> _Texte fourni_
--------------------------------
Reprendre la main sur son travail

L’Ugict-Cgt a diligenté, avec les statisticiens des syndicats Cgt de la Dares et de la Drees, une enquête inédite sur le monde du travail en confinement.

L’enseignement majeur de l’enquête, c’est le non-respect généralisé du Code du travail et des droits sociaux. Pour les salariés « en présentiel », c’est l’insuffisance de la protection ; pour ceux en chômage partiel, c’est l’explosion du travail dissimulé, pour un tiers d’entre eux, avec des employeurs empochant malgré tout les aides de l’État. Enfin, pour ceux basculés à la hussarde dans un télétravail en mode dégradé et maltraitant, c’est l’explosion des risques psychosociaux : 33 % des encadrants ont développé des troubles de l’anxiété et 41 % des douleurs physiques inhabituelles.
--------------------------------
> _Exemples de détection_
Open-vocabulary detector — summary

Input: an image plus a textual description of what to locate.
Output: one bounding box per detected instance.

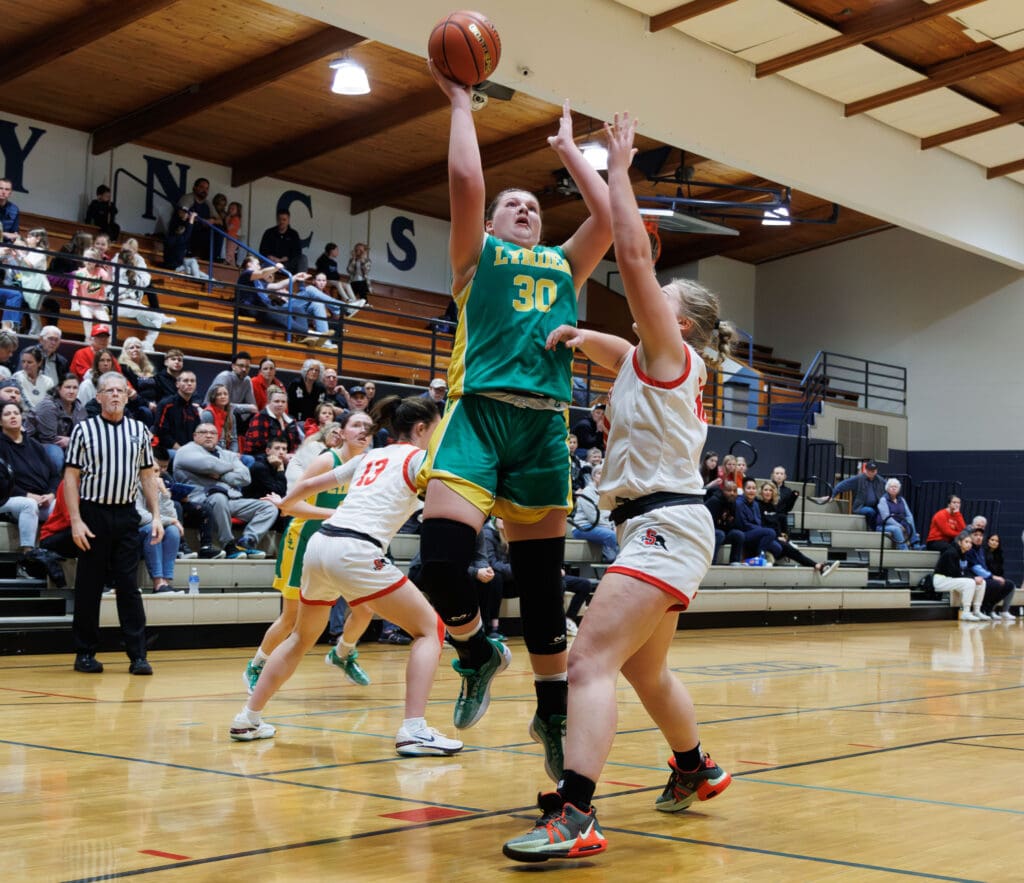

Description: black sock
[672,742,702,772]
[558,769,597,812]
[534,680,569,721]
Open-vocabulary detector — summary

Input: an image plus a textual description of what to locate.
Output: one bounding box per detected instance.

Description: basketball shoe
[502,791,608,861]
[654,754,732,812]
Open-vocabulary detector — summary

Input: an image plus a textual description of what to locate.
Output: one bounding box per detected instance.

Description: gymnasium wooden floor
[0,622,1024,883]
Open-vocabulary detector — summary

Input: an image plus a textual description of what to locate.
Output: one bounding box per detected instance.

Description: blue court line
[0,739,482,812]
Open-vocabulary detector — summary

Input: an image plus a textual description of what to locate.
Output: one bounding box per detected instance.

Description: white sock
[401,717,427,732]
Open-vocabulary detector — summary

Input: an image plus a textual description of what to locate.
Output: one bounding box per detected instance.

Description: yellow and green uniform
[273,451,345,601]
[419,236,578,523]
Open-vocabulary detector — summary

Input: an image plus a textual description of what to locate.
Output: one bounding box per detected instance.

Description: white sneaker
[395,726,462,757]
[227,711,278,742]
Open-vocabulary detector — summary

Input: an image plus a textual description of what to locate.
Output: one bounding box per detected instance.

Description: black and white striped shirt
[65,417,153,506]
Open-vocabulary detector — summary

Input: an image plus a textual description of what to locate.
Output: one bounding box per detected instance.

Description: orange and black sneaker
[654,754,732,812]
[502,792,608,861]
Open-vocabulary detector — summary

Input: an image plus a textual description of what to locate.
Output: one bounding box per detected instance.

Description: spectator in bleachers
[967,528,1017,620]
[569,463,618,564]
[0,402,60,554]
[288,359,325,424]
[78,349,117,407]
[814,460,886,531]
[972,534,1017,622]
[0,178,22,242]
[932,531,985,622]
[178,178,213,260]
[12,346,53,411]
[46,229,92,295]
[118,337,159,425]
[242,386,302,461]
[252,355,276,413]
[114,239,177,352]
[27,374,87,481]
[39,325,71,385]
[572,402,608,460]
[72,254,111,337]
[153,371,201,459]
[289,272,351,349]
[224,202,242,266]
[70,325,115,381]
[135,463,185,595]
[11,227,53,335]
[743,478,839,579]
[161,205,207,279]
[705,479,743,565]
[206,349,259,424]
[700,451,722,497]
[242,438,288,501]
[419,377,447,414]
[174,423,278,558]
[771,466,800,515]
[259,211,308,274]
[879,478,921,549]
[153,349,185,404]
[237,254,308,329]
[345,242,373,303]
[85,184,121,239]
[925,494,967,552]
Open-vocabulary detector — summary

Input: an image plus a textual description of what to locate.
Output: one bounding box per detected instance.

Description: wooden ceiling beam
[231,87,449,187]
[0,0,177,87]
[985,158,1024,180]
[756,0,982,77]
[921,101,1024,151]
[647,0,736,34]
[351,114,595,215]
[92,28,366,155]
[846,46,1024,117]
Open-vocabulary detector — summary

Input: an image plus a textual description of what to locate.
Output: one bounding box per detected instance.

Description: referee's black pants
[72,500,145,660]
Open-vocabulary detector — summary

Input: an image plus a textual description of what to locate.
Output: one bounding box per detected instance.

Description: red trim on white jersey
[604,564,690,611]
[633,343,690,389]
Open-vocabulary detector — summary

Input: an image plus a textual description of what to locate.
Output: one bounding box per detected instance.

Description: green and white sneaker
[529,714,565,785]
[452,638,512,729]
[324,647,370,686]
[242,660,265,696]
[502,792,608,861]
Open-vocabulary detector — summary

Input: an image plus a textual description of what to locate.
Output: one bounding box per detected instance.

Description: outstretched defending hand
[604,111,637,169]
[544,325,584,349]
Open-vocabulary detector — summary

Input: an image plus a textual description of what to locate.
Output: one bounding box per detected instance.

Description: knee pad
[417,518,479,626]
[509,537,565,656]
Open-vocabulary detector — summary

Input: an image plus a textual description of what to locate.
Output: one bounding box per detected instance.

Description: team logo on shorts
[640,528,669,552]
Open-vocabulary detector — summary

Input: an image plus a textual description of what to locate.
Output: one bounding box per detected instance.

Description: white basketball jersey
[598,344,708,509]
[325,444,426,549]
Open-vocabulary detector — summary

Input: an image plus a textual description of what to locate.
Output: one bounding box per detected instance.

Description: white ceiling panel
[945,125,1024,168]
[867,89,996,138]
[779,46,925,104]
[676,0,839,57]
[950,0,1024,40]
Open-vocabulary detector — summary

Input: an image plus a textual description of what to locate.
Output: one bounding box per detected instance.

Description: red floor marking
[381,806,473,822]
[138,849,188,861]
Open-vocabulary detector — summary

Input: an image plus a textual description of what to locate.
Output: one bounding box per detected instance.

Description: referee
[63,371,164,674]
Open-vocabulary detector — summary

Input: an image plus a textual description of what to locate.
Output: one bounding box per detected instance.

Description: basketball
[427,10,502,86]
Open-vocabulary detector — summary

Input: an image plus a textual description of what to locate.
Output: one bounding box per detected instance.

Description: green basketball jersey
[449,236,578,402]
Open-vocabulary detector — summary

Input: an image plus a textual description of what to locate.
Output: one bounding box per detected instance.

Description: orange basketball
[427,9,502,86]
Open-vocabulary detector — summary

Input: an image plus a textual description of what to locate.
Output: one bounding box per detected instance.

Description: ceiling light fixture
[331,57,370,95]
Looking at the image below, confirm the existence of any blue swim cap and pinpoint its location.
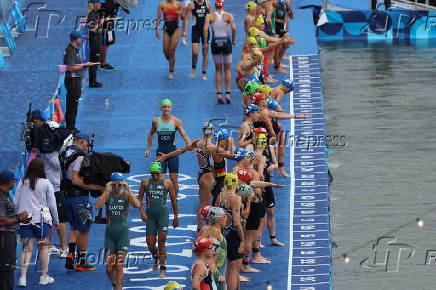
[215,128,230,141]
[282,79,294,91]
[70,30,82,41]
[30,110,47,121]
[74,133,91,143]
[111,172,124,181]
[245,104,260,115]
[266,98,279,111]
[233,148,251,161]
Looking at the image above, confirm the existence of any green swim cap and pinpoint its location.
[160,99,173,107]
[257,37,267,48]
[149,161,162,172]
[244,82,259,95]
[164,281,182,290]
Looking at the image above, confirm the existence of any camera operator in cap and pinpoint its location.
[0,170,31,290]
[64,31,93,128]
[59,134,104,271]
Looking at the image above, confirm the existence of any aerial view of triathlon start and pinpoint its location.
[0,0,436,290]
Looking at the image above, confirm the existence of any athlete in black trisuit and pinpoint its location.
[182,0,211,80]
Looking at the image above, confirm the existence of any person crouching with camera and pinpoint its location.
[59,134,105,271]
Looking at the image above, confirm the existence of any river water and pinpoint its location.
[320,42,436,290]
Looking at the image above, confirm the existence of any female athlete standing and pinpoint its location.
[138,162,179,278]
[156,122,216,229]
[156,0,182,79]
[95,172,140,290]
[203,0,236,104]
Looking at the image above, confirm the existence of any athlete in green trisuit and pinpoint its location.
[138,162,179,278]
[95,172,141,290]
[144,99,191,193]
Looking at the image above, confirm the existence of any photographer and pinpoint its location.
[59,134,104,271]
[0,170,31,290]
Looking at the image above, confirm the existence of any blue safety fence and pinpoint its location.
[0,0,26,70]
[317,10,436,41]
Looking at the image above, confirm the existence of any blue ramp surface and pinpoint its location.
[287,6,332,290]
[0,0,296,289]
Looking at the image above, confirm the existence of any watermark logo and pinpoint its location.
[360,237,416,272]
[24,2,65,38]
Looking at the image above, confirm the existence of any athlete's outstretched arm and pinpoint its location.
[230,14,236,45]
[144,119,157,157]
[156,139,200,162]
[165,179,179,228]
[250,180,285,188]
[182,2,194,36]
[138,179,148,222]
[176,119,191,146]
[203,14,210,46]
[268,111,307,119]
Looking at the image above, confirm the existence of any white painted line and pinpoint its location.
[288,56,295,290]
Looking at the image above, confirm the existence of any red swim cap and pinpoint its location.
[253,127,268,135]
[238,168,253,183]
[215,0,224,9]
[200,205,213,220]
[194,237,213,253]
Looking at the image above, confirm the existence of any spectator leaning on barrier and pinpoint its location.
[0,170,31,290]
[64,31,92,128]
[100,0,120,71]
[59,134,104,271]
[86,0,106,88]
[14,158,59,287]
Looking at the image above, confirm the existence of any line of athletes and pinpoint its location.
[156,0,295,104]
[127,81,307,289]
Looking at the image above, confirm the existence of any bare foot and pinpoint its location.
[242,265,260,273]
[271,239,285,247]
[252,258,271,264]
[277,167,291,177]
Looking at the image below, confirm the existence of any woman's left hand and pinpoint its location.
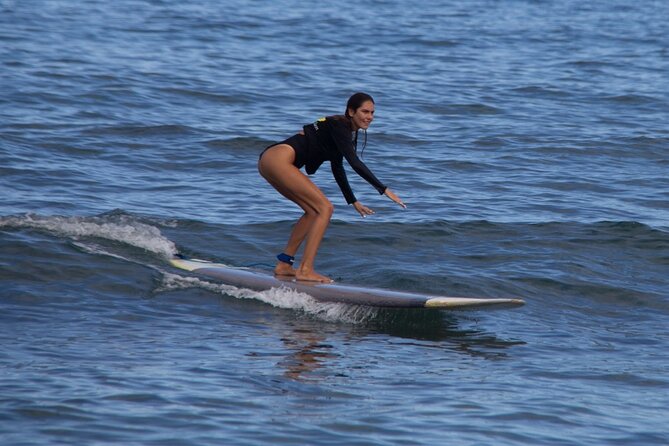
[353,201,374,218]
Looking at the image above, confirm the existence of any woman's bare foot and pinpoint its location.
[295,270,334,283]
[274,262,296,277]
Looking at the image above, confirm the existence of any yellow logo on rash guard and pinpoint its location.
[314,118,325,131]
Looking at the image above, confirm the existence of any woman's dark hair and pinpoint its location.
[345,92,374,156]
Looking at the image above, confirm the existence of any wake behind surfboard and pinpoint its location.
[170,257,525,310]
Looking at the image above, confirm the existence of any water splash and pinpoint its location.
[0,213,178,258]
[155,271,378,324]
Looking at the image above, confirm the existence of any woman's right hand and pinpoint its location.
[383,187,407,209]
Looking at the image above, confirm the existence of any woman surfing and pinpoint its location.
[258,93,406,282]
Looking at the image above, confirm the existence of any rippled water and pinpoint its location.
[0,0,669,445]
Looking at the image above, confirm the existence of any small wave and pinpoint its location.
[0,213,178,258]
[155,271,378,324]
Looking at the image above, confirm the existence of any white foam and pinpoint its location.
[0,214,177,258]
[156,271,377,324]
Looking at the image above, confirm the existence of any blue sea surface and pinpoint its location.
[0,0,669,446]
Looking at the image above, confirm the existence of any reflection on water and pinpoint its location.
[278,328,337,380]
[277,309,525,381]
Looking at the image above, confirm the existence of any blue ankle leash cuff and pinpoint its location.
[276,252,295,265]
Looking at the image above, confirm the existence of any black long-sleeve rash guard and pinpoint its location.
[294,116,386,204]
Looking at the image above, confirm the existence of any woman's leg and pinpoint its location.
[258,144,334,282]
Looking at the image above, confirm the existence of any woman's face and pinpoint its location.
[348,101,374,130]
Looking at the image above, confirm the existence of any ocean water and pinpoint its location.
[0,0,669,445]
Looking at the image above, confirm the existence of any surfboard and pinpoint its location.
[170,257,525,310]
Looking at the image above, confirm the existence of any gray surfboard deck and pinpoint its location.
[170,257,525,310]
[170,257,525,310]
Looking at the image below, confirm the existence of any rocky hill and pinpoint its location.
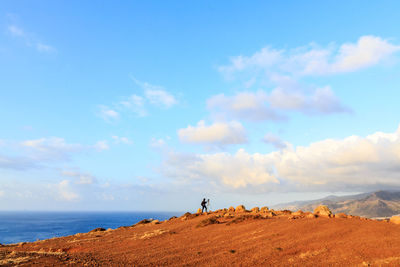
[275,191,400,218]
[0,206,400,267]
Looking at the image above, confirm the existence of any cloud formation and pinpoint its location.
[162,123,400,192]
[178,121,247,146]
[207,86,351,121]
[7,25,56,53]
[207,90,284,121]
[99,77,178,122]
[218,35,400,78]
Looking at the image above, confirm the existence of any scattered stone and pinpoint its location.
[196,216,219,227]
[390,216,400,224]
[292,210,304,216]
[251,207,260,213]
[89,227,106,233]
[305,212,318,219]
[260,207,269,213]
[314,205,332,217]
[132,220,153,226]
[235,205,246,212]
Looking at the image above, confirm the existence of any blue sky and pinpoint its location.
[0,1,400,213]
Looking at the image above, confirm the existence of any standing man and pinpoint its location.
[201,198,207,212]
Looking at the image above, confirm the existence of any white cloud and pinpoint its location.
[162,123,400,192]
[20,137,85,160]
[262,133,287,149]
[268,86,350,114]
[94,140,110,151]
[145,90,178,108]
[207,90,284,121]
[7,25,56,52]
[131,77,178,108]
[207,86,351,121]
[99,105,119,122]
[111,135,133,145]
[150,138,167,149]
[119,94,147,117]
[163,149,279,188]
[61,170,97,184]
[219,35,400,77]
[58,180,81,201]
[178,121,247,145]
[7,25,25,37]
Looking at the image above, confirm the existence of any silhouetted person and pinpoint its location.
[201,198,207,212]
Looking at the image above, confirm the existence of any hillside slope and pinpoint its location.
[276,191,400,218]
[0,211,400,266]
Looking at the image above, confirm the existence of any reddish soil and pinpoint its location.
[0,211,400,266]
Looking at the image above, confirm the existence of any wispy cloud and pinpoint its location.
[7,25,56,53]
[131,76,178,108]
[162,123,400,192]
[99,76,178,122]
[218,35,400,78]
[178,121,247,146]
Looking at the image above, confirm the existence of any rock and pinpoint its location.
[235,205,246,212]
[89,227,106,233]
[335,212,347,218]
[292,210,304,216]
[306,212,318,219]
[251,207,260,213]
[260,207,269,212]
[314,205,332,217]
[390,215,400,224]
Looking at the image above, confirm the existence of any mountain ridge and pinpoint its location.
[273,190,400,218]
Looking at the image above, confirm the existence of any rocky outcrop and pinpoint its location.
[260,207,269,213]
[335,212,347,218]
[390,215,400,224]
[314,205,332,217]
[250,207,260,213]
[235,205,246,212]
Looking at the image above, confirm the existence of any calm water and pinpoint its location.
[0,211,182,244]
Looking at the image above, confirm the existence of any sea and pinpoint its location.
[0,211,183,244]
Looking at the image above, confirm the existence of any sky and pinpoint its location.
[0,0,400,211]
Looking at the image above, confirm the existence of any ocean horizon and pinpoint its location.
[0,211,184,244]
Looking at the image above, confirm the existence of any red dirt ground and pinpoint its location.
[0,211,400,266]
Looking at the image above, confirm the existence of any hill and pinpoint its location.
[0,209,400,266]
[275,191,400,218]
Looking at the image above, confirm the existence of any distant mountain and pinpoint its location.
[273,191,400,218]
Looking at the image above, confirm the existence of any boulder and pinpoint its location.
[390,215,400,224]
[235,205,246,212]
[292,210,304,216]
[314,205,332,217]
[251,207,260,213]
[306,212,318,219]
[335,212,347,218]
[89,227,106,233]
[260,207,269,212]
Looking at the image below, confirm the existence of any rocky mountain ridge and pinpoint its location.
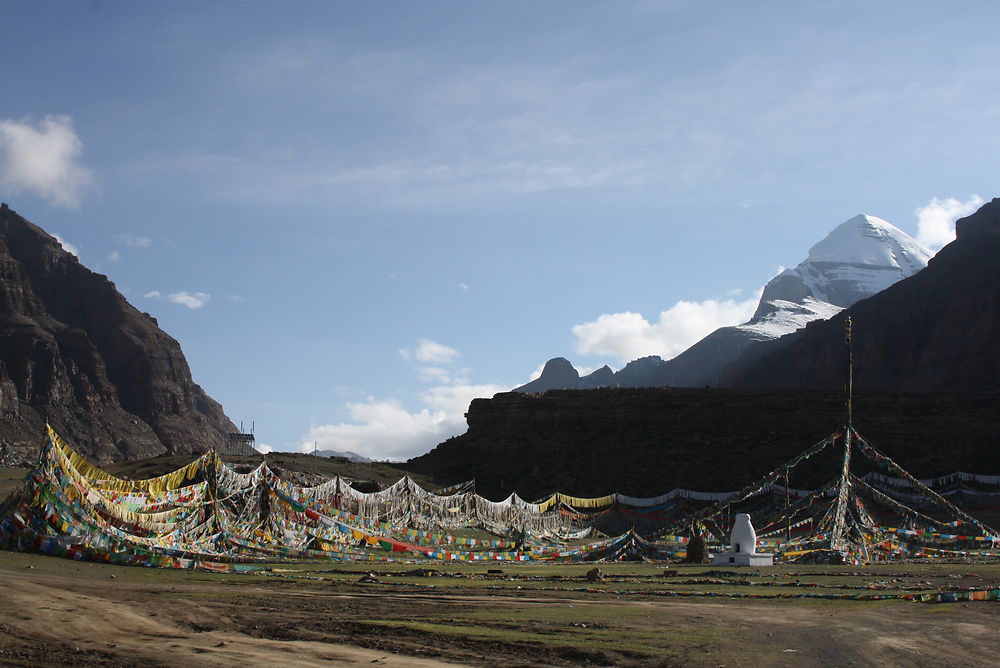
[514,214,931,392]
[0,204,237,463]
[722,199,1000,392]
[409,199,1000,498]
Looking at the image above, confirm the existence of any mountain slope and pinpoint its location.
[514,214,930,392]
[0,204,237,462]
[723,199,1000,392]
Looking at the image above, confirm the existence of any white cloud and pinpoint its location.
[301,339,500,460]
[115,234,153,248]
[52,234,80,257]
[167,291,212,309]
[399,339,461,364]
[914,195,983,253]
[300,378,500,461]
[0,116,93,208]
[572,290,760,363]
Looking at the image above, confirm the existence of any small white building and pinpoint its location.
[712,513,774,566]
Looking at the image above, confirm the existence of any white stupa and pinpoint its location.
[712,513,774,566]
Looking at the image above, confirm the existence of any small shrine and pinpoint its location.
[712,513,774,566]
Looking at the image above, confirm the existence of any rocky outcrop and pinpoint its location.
[723,199,1000,392]
[514,214,930,392]
[407,388,1000,499]
[515,357,616,394]
[0,205,237,462]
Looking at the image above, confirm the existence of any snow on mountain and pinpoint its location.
[738,214,931,338]
[515,214,931,392]
[735,297,843,341]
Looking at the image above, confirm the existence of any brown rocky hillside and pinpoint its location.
[0,204,236,463]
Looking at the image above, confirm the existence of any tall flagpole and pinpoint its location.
[844,317,854,430]
[830,317,854,550]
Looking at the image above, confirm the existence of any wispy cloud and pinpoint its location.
[0,116,93,208]
[167,292,212,309]
[115,234,153,248]
[143,290,212,309]
[399,339,461,364]
[915,195,983,253]
[572,291,760,363]
[301,339,510,460]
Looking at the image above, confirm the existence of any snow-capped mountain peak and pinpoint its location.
[806,214,931,274]
[748,214,931,318]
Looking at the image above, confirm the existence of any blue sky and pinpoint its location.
[0,0,1000,458]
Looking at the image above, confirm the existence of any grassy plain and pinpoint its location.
[0,552,1000,667]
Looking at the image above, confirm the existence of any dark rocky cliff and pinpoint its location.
[722,199,1000,392]
[0,205,236,462]
[408,388,1000,498]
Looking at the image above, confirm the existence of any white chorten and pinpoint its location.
[712,513,774,566]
--------------------------------
> _Détails de la tâche_
D’après le texte fourni, pourquoi le non-respect du Code du travail et des droits sociaux est-il qualifié de « généralisé » ? Répondez en une à trois phrases.

> _Exercice corrigé_
Le texte relève une atteinte aux droits dans chacune des trois situations de travail décrites. Les salariés « en présentiel » manquent de protection. Pour les salariés en chômage partiel, le travail dissimulé explose, pour un tiers d’entre eux, et les salariés en télétravail subissent une explosion des risques psychosociaux.